— BEGIN EXTRACTED DATA —
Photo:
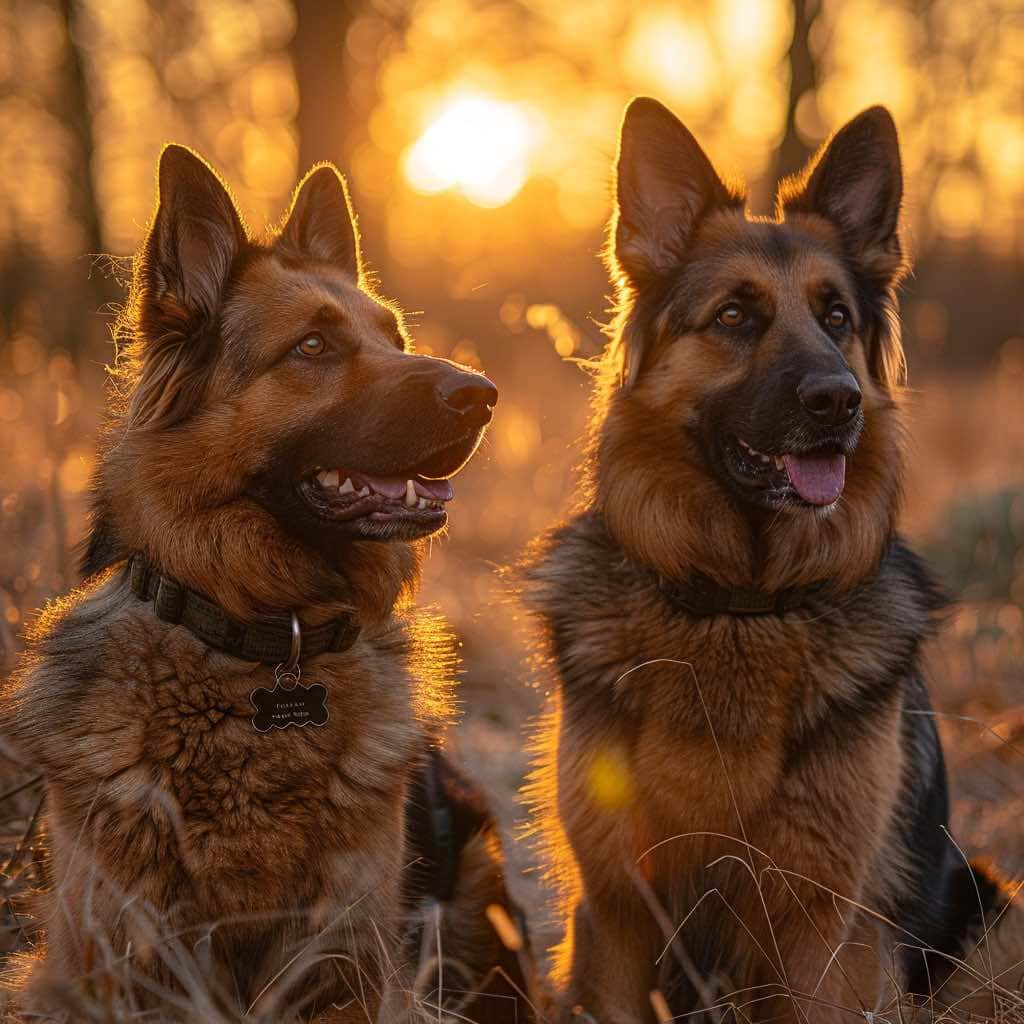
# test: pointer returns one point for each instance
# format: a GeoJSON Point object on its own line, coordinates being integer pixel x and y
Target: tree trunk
{"type": "Point", "coordinates": [92, 290]}
{"type": "Point", "coordinates": [803, 79]}
{"type": "Point", "coordinates": [318, 54]}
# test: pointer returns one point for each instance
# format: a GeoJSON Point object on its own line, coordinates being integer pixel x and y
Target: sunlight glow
{"type": "Point", "coordinates": [477, 145]}
{"type": "Point", "coordinates": [669, 53]}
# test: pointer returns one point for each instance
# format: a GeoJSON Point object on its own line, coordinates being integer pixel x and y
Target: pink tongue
{"type": "Point", "coordinates": [440, 491]}
{"type": "Point", "coordinates": [392, 486]}
{"type": "Point", "coordinates": [818, 478]}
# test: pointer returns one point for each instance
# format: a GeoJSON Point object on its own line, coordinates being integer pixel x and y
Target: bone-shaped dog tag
{"type": "Point", "coordinates": [289, 705]}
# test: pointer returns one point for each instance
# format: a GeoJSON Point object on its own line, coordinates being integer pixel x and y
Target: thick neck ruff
— END EXTRACTED DATA —
WHAT IS ASKED:
Reproduce all entries exactly. Pictures do not belong in the copy.

ANSWER TO THIS EXERCISE:
Photo:
# test: pointer returns one point for each instance
# format: a GeoJSON Point object on its own line, coordinates being integer pixel x and y
Target: tree trunk
{"type": "Point", "coordinates": [92, 290]}
{"type": "Point", "coordinates": [803, 79]}
{"type": "Point", "coordinates": [318, 54]}
# test: pointer returns one point for each instance
# format: a GeoJSON Point object on its own line, coordinates being integer pixel x and y
Target: sunlight glow
{"type": "Point", "coordinates": [477, 145]}
{"type": "Point", "coordinates": [669, 53]}
# test: pointer returns one point for each instance
# format: a GeoJSON Point object on its own line, coordinates being integer pixel x and y
Target: pink tongue
{"type": "Point", "coordinates": [440, 491]}
{"type": "Point", "coordinates": [392, 486]}
{"type": "Point", "coordinates": [818, 478]}
# test: pointer returns one point for each instance
# format: a GeoJSON Point object on its own line, coordinates being integer pixel x and y
Target: bone-shaped dog tag
{"type": "Point", "coordinates": [289, 705]}
# test: pointer returns one point for each instance
# format: a GeoJSON Point object on its own line, coordinates being integer pixel x and y
Target: thick neck ruff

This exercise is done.